▶ _PAGE EXTRACT_
The Donald Unbleeped

I'll withhold judgement for now as to whether or not Trump will make an official run.  Aside from the obvious attempt to generate buzz for his TV show (ie: himself), I think the determining factor is all about how much money he thinks he can bring in without having to spend it on any actual campaigning.

And here's what I'm waiting to hear from the Repubs concerning the blatant hucksterism that I think is at the heart of that so-called party:  "Yes, we know Gingrich and Palin and Trump are just hucksters who are only in politics for the money and the ego stroke, and they don't really have any interest in governing; but at least they're honest about being hucksters - and honesty is something we think is essential for the kind of strong leadership this great country needs."

Sunday, February 13, 2011

A Trend?

Check this out at Daily Beast.
There are a lot of program directors whose radio ‘spider-sense’ is tingling,” says Randall Bloomquist, a long-time radio executive and president of Talk Frontier Media. “They're thinking ‘this conservative thing is kind of running its course. We're saying the same things from morning 'til night and yes, we've got a very loyal core audience—but if we ever want to grow, if we want to expand, we've got to be doing more than 18 hours a day of ‘Obama is a socialist.’”
This could be pretty interesting.  Though I think if their ratings continue to drop, they'll just get even more rabid.  When the marketing dweebs are consulted, they're likely to tell these guys to stick with the formula.  Radical Clown Radio doesn't differ much from the GOP.  In fact, the business of wingnut radio and politics are practically the same thing.  So when you start to lose market share, the instinctive reaction is to "rediscover your core competency" and concentrate on solidifying your base.  This is all well and good, but eventually, you have to widen things out a bit.  Unfortunately, the effect is usually the opposite - you can easily end up narrowing your appeal to the point where your market niche is no longer a real factor.

Stored entries:
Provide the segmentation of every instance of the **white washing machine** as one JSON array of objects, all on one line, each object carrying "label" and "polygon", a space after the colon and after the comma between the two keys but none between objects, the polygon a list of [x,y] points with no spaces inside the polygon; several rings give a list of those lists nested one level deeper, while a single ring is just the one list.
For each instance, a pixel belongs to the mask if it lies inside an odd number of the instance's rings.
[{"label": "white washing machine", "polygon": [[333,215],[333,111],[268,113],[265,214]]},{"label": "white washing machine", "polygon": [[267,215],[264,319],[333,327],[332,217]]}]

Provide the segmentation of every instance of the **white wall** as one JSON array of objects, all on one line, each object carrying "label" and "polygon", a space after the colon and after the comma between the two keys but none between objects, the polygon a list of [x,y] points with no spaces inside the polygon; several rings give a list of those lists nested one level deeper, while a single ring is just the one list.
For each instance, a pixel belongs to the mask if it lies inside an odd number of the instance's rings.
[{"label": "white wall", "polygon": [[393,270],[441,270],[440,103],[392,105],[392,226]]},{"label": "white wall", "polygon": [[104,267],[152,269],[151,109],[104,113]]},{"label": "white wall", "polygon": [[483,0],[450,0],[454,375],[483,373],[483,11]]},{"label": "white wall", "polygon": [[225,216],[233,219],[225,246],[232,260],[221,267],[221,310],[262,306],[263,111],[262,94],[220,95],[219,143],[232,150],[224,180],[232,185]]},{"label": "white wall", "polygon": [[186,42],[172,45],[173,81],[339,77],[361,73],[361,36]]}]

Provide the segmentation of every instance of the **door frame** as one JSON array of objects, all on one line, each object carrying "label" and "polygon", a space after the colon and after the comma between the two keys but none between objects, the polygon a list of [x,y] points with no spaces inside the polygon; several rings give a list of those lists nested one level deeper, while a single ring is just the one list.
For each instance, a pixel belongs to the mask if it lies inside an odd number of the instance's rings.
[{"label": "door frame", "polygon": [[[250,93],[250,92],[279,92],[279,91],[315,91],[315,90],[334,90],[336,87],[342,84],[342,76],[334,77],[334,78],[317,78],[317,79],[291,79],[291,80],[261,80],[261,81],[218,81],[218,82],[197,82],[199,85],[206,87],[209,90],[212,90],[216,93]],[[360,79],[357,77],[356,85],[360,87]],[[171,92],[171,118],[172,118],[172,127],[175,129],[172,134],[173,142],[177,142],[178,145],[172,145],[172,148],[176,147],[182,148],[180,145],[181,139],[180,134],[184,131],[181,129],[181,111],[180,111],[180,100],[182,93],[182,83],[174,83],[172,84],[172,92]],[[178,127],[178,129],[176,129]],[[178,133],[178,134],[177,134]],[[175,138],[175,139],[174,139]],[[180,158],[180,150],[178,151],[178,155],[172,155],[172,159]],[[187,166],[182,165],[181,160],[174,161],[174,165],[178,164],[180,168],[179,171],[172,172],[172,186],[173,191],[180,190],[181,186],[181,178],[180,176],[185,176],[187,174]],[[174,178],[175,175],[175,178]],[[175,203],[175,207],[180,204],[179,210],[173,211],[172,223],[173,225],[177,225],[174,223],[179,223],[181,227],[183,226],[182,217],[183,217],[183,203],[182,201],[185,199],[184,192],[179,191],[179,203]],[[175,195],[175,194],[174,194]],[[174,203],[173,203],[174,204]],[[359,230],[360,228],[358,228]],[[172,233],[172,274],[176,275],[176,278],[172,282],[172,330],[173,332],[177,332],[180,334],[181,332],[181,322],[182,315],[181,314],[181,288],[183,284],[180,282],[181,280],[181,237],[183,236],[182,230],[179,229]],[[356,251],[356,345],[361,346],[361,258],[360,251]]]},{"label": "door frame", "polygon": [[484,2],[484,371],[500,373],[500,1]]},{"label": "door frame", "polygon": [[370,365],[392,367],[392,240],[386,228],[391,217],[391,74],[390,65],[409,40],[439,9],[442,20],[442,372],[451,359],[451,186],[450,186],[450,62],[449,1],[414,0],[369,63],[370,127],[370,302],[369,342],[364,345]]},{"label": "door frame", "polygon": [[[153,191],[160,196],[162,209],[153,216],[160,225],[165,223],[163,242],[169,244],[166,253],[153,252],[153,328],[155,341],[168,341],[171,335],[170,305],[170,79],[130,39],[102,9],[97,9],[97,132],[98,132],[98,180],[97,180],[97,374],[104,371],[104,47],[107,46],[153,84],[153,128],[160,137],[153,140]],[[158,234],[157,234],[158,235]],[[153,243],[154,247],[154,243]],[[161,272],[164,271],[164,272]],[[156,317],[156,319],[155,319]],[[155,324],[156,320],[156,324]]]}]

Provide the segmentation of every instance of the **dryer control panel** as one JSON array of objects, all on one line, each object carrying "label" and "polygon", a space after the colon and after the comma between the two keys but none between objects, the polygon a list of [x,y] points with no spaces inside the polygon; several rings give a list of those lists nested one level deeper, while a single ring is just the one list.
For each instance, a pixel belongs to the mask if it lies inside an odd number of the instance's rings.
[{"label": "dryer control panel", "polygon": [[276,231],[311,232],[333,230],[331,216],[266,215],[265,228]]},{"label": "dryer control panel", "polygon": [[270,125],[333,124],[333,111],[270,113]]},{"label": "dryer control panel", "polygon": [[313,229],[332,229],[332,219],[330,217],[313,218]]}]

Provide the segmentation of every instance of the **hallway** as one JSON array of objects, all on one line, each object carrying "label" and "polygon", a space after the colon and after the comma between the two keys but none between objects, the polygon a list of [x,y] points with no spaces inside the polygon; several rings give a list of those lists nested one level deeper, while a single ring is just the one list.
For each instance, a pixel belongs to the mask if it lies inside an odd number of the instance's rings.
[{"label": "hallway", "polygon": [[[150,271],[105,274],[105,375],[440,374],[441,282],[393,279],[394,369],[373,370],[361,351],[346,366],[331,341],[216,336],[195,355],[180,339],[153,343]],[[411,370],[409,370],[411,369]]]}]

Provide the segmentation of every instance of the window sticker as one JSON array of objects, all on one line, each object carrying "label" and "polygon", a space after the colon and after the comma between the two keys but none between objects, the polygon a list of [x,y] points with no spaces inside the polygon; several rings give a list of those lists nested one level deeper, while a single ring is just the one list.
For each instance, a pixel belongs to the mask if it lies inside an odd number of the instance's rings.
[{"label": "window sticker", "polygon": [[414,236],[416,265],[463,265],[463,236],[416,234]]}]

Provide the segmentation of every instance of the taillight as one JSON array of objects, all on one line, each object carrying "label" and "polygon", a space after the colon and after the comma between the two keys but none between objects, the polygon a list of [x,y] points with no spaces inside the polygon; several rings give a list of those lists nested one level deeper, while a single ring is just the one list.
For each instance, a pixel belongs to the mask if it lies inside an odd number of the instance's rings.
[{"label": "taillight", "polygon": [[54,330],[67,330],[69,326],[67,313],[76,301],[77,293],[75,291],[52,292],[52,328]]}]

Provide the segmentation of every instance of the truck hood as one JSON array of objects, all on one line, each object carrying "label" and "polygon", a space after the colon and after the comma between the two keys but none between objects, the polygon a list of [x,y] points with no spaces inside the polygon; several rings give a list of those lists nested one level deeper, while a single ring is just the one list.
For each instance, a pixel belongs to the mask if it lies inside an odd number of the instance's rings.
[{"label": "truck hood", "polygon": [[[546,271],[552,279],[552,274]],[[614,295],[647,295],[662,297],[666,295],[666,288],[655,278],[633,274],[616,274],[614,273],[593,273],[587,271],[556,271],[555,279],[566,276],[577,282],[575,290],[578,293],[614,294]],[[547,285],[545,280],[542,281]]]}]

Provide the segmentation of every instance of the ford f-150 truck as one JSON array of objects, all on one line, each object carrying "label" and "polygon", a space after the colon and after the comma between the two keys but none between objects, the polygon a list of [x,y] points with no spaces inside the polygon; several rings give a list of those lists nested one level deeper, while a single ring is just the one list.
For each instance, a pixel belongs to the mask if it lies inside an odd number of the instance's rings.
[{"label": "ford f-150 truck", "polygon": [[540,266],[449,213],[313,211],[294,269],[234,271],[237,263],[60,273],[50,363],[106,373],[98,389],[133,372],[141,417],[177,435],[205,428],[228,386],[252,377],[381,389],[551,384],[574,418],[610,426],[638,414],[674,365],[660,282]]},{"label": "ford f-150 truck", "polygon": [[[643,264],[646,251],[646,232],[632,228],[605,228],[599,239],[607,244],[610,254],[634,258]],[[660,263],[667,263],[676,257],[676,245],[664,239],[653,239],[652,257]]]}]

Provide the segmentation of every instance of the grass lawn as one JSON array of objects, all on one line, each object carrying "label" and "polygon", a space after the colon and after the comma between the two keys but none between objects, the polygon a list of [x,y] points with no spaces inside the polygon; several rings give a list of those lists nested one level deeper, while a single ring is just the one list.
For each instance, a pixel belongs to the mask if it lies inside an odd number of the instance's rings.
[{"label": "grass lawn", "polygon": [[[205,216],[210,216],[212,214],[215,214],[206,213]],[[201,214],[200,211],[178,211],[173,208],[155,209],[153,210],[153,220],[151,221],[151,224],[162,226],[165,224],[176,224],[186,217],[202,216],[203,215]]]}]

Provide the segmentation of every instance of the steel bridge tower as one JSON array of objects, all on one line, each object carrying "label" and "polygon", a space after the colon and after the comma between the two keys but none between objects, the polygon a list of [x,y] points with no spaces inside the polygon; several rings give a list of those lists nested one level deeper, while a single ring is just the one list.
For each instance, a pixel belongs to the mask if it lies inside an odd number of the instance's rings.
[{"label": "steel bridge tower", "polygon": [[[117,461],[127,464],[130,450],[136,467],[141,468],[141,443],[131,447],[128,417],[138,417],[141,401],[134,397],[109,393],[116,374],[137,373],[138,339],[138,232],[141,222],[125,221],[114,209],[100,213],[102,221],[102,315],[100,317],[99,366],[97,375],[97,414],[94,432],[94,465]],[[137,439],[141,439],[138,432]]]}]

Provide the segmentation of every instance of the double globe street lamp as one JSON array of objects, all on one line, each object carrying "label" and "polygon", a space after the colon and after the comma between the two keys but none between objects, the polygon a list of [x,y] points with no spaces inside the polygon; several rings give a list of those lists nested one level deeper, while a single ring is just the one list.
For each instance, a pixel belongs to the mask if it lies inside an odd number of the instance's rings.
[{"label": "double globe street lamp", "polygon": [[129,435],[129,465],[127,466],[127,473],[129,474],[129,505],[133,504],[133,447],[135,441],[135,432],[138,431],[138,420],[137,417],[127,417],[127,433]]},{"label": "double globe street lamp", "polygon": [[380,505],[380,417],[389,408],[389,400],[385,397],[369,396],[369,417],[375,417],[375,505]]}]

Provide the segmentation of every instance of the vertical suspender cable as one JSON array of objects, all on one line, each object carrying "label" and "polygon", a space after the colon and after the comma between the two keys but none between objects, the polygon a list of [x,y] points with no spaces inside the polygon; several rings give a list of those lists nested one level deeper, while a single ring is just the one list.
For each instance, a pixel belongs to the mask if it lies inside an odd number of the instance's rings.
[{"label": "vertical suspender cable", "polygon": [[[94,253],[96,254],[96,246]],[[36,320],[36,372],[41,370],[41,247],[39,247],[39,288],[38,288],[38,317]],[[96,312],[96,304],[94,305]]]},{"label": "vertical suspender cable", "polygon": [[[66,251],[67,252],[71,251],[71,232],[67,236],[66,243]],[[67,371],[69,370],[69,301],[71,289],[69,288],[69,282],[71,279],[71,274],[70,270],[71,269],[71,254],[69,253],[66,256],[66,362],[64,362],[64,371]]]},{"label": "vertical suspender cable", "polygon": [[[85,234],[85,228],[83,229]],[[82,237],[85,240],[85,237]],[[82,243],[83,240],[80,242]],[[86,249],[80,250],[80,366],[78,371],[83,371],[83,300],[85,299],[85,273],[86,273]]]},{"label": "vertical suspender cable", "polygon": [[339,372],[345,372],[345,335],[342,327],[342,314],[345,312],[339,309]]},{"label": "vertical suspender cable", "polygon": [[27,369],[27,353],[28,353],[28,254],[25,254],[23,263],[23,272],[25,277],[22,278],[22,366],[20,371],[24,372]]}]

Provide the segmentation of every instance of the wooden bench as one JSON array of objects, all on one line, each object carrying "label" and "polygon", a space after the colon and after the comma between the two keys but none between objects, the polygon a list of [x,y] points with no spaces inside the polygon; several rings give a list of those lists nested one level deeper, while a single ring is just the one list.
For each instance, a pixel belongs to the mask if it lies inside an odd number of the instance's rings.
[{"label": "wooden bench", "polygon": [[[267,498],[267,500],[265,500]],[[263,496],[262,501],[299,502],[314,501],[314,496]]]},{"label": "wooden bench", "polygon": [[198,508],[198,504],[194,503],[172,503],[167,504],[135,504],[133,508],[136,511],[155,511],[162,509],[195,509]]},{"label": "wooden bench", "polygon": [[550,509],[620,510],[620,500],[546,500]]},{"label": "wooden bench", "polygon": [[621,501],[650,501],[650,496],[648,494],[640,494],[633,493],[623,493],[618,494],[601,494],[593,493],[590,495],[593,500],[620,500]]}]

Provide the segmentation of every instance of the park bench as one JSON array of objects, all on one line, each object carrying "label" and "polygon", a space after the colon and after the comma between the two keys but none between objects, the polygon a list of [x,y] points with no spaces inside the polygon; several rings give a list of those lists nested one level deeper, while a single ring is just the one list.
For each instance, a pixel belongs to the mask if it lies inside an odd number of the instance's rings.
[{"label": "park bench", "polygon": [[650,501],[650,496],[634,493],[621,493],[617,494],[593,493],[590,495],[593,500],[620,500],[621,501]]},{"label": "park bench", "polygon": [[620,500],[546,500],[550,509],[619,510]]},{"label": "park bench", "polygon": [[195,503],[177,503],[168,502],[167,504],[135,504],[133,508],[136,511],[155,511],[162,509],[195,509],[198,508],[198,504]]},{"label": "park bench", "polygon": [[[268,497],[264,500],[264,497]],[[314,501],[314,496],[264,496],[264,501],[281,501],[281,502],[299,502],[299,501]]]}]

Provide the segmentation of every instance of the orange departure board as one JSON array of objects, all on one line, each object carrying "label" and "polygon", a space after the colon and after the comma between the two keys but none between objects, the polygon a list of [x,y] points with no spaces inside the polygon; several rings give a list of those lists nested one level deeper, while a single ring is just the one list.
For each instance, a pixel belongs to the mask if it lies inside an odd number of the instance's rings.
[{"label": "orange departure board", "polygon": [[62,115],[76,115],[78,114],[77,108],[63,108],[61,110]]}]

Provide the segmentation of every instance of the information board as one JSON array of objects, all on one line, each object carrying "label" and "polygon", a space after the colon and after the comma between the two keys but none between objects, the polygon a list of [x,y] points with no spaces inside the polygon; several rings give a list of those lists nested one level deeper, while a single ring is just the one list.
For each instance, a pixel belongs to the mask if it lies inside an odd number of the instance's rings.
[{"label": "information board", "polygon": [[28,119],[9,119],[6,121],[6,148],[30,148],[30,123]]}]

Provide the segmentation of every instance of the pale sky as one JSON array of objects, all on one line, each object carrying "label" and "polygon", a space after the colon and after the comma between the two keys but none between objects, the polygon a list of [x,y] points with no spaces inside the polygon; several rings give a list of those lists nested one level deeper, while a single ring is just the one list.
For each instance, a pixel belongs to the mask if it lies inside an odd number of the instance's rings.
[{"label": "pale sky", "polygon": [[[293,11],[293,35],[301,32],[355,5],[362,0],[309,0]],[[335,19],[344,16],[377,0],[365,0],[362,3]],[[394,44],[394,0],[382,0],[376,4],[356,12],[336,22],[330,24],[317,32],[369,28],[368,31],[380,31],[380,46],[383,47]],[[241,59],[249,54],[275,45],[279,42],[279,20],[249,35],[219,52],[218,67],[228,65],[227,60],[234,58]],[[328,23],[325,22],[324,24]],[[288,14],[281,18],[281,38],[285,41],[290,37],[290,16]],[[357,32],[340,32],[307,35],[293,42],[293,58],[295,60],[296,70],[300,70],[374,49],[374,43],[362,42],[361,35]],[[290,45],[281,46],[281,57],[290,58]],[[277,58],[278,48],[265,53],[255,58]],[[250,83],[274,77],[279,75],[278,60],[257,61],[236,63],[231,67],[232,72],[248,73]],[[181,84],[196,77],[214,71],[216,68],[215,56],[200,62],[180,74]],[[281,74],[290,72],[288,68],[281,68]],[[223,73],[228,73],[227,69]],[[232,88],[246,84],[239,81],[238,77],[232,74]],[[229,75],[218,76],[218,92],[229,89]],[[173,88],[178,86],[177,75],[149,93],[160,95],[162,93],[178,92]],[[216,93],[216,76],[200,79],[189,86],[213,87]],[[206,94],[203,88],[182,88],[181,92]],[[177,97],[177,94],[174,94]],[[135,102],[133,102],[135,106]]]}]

▶ _THE PROBLEM_
Continue the political blog excerpt from the point where it ends. The records are material separate from the political blog excerpt.

▶ _RESULT OF THE EXERCISE_
Anyway, we've been alarmed at the growing bombast from guys like Beck and Limbaugh, thinking it means they're getting more powerful (or feeling more powerful).  But it could easily mean just the opposite.

Thursday, October 08, 2009

Gerson Counsels Inclusion

Michael Gerson has an OP-Ed over at WaPo  this morning, in which he laments the departure of Mel Martinez, and worries that it means Republicans will continue to lose favor with Latinos.  Duh.  To his credit,  Gerson has criticized the anti-immigrant fervor of the Repubs in the past. But he seems never to point out that the actual treatment of actual people by the Republicans is wrong and mean-spirited.  He sees it as a PR problem - he worries only that Latinos will resist voting against their own interests due to poor messaging on the part of the politicians.

Some conservatives dismiss electoral considerations as soiled and cynical. They will make their case, even if that means sacrificing Florida, Colorado, New Mexico, Nevada and . . . Indiana. Yes, Indiana, which had supported Republican presidential candidates for 40 years before Obama captured it on the strength of Hispanic votes. This is a good definition of extremism -- the assumption that irrelevance is evidence of integrity. In fact, it is a moral achievement of democracy that it eventually forces political parties to appeal to minorities and outsiders instead of demonizing them. The scramble for votes, in the long run, requires inclusion.

Thursday, October 01, 2009

Ad - David Vitter, ACORN and Hookers

It's prob'ly a good idea to take ACORN apart and to let a new umbrella group emerge - I just think we should be careful not to accept much of anything on face value that comes from a noisy minority out on the wing of either political party.

That said, this ad parody is a fair example of a double irony. Dems complain when the Repubs conflate 2 unrelated issues in order to put up a Straw Man, and here they are doing exactly that. I just think the ad's pretty funny.